(Beginning of Extract)
It is mainly the large electricity users in Singapore, such as shopping malls and manufacturing facilities, that are affected by the fluctuations in the wholesale market.
Currently, such users, which have an average monthly consumption of at least 4,000kWh – about 10 times the average monthly consumption of a four-room Housing Board flat, can only buy electricity from retailers, or from the wholesale market – where electricity prices fluctuate every half-hour.
But the volatile gas and electricity prices, and risk of piped natural gas disruptions, had limited the retailers’ ability to offer fixed price contracts. A number of independent electricity retailers have also exited the market since the global energy crunch.
Households, however, are cushioned from this as they have the option of buying electricity from grid operator SP Group at the regulated tariff, which is currently at 32.28 cents per kWh including the goods and services tax.
To cushion the impact of the fluctuations in the wholesale market to large electricity users, EMA in December 2021 introduced the Temporary Electricity Contracting Support Scheme, which allows businesses to buy electricity at fixed prices.
“For businesses who want greater certainty, EMA has been working with electricity retailers and gencos since January 2022 to offer longer-term fixed price plans of up to three years,” Mr Gan added.
With the global energy crisis exacerbated by Russia’s invasion of Ukraine, EMA has extended these measures until March 31 next year (2023), Mr Gan said.
But while the authorities will continue to monitor the situation and consider if further extensions or measures are needed, Mr Gan said companies should become more energy efficient to manage business costs.
(End of Extract)
(Beginning of Records supplied)
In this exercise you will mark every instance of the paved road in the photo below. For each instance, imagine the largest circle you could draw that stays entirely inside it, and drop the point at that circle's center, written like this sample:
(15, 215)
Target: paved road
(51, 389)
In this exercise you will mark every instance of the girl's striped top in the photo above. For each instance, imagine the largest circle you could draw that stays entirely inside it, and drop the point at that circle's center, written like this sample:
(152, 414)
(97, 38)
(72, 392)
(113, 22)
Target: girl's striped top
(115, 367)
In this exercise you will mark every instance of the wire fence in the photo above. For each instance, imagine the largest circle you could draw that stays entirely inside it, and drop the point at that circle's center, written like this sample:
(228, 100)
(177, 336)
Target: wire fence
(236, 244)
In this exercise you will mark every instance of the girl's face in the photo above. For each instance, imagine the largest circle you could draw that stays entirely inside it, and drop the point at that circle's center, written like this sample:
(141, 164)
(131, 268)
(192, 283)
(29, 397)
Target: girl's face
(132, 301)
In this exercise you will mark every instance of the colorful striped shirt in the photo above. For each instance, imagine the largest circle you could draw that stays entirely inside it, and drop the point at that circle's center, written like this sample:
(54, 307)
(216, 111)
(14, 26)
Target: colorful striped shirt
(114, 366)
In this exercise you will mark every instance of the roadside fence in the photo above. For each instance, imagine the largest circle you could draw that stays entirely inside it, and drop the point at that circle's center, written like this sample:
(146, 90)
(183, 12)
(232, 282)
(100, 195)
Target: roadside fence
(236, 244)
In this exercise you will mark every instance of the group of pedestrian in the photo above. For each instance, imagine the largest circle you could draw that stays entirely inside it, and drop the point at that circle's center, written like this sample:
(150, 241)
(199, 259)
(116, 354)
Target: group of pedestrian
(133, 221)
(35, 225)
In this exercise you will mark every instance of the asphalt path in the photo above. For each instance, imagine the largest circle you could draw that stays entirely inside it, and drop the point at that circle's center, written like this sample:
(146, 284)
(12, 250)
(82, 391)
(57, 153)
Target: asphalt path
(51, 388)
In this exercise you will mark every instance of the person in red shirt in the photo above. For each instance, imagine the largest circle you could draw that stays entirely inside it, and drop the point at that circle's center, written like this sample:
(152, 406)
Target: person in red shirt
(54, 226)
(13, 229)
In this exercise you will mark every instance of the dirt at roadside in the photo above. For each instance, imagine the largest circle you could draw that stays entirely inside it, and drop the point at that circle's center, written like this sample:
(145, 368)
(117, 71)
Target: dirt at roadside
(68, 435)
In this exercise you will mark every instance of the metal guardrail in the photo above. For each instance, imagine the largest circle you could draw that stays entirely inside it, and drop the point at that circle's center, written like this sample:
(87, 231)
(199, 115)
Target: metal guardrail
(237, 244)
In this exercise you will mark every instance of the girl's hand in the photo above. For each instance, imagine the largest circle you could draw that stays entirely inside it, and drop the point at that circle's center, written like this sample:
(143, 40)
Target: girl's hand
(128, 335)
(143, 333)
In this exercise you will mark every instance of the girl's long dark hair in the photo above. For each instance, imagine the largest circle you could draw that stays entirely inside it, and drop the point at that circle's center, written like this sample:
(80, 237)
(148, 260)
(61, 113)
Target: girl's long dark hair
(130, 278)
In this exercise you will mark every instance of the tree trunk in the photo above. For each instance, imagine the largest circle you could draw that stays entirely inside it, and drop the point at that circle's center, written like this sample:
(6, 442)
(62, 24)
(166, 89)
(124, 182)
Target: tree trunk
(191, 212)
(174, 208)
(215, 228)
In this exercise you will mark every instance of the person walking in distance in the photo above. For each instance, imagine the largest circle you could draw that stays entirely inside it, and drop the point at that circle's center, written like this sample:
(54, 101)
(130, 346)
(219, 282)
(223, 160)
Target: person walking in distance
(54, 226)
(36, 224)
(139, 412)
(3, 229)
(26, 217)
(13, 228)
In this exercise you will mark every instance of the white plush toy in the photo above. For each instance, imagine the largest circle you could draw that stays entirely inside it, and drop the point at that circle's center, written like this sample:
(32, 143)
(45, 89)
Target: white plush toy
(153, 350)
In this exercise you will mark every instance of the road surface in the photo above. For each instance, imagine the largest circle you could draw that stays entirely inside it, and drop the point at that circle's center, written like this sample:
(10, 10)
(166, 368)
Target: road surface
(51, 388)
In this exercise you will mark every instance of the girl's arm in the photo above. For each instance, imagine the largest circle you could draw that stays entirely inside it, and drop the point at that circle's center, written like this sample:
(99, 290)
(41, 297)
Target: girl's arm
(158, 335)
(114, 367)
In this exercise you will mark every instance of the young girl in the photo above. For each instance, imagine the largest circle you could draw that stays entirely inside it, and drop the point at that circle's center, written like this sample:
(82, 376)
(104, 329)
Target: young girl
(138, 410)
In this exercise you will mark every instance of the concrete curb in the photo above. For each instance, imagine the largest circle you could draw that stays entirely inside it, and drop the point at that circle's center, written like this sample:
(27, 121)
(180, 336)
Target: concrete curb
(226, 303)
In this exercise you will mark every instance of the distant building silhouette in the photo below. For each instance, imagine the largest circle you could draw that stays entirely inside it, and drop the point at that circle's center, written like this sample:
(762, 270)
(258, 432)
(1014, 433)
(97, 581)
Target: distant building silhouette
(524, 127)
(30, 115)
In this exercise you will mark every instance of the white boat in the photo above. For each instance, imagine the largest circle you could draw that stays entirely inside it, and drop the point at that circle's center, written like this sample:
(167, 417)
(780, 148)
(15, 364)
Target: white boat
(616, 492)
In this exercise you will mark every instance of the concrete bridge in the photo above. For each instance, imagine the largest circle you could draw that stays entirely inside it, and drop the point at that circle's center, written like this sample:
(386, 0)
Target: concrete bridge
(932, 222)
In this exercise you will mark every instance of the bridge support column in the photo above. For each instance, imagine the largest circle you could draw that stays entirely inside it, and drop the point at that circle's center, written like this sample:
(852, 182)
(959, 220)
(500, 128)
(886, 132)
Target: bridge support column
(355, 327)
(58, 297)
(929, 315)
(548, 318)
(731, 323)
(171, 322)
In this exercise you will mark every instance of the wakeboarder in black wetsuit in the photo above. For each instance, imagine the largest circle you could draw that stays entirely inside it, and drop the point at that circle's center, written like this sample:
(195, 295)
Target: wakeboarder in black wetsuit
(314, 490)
(End of Records supplied)
◆ **Questions on the material**:
(1) According to the Singapore electricity article, what is the current regulated tariff that households pay SP Group?
(2) Condense the paragraph of the Singapore electricity article that begins "Currently, such users" into a shorter version that keeps its main facts.
(3) Carry the Singapore electricity article forward from its final sentence.
The rows are separate material and are not part of the Singapore electricity article.

◆ **Task-by-task results**:
(1) It is 32.28 cents per kWh, including the goods and services tax.

(2) Large users, averaging at least 4,000kWh a month (about 10 times a four-room Housing Board flat), can buy electricity only from retailers or from the wholesale market, where prices change every half-hour.

(3)
Companies can monitor their half-hourly electricity usage on the SP Utilities Portal or Open Electricity Market e-services portal to manage and reduce their electricity consumption, Dr Tan said, or tap on the various support measures to enhance their energy efficiency.
This includes the recently announced Energy Efficiency Grant for the food manufacturing, food services, and retail sectors; the National Environment Agency’s Energy Efficiency Fund, the Building and Construction Authority’s Green Mark Incentive Scheme and EnterpriseSG’s Enterprise Sustainability Programme.
“Businesses which need financing support can also tap on EnterpriseSG’s programmes such as the Enterprise Financing Scheme and the Temporary Bridging Loan. The Small Business Recovery Grant will also help eligible firms in sectors most badly affected by Covid-19 cope with overall higher costs of doing business,” Mr Gan said.
Malaysia’s ban doesn’t affect import of renewables from Laos
Separately, Mr Dennis Tan (Hougang) asked if Malaysia’s ban on renewable energy exports will prevent Singapore from importing renewable energy from other countries in the region.
Mr Gan said it would not. He said Malaysia’s decision to disallow the export of renewable energy to Singapore does not extend to the passage of electricity from other countries, through Malaysia, to Singapore.
The Republic on June 23 began importing renewable energy from Laos via Thailand and Malaysia – a move that marks the first multilateral cross-border electricity trade involving four Asean countries and the first renewable energy import into Singapore.
Up to 100 megawatts (MW) of hydropower from Laos will be brought into Singapore using existing interconnectors under the Lao PDR-Thailand-Malaysia-Singapore Power Integration Project – an intergovernmental project set up in 2014 to study the feasibility of cross-border power trade.
The 100MW account for about 1.5 per cent of Singapore’s peak electricity demand in 2020 and could power around 144,000 four-room Housing Board flats for a year.
“Malaysia and Singapore have been working closely at bilateral and multilateral platforms on our decarbonisation efforts,” Mr Gan said.
“There is significant benefit for all countries involved, as cross-border electricity trade will encourage investments in renewable energy production as it can serve a broader regional market.”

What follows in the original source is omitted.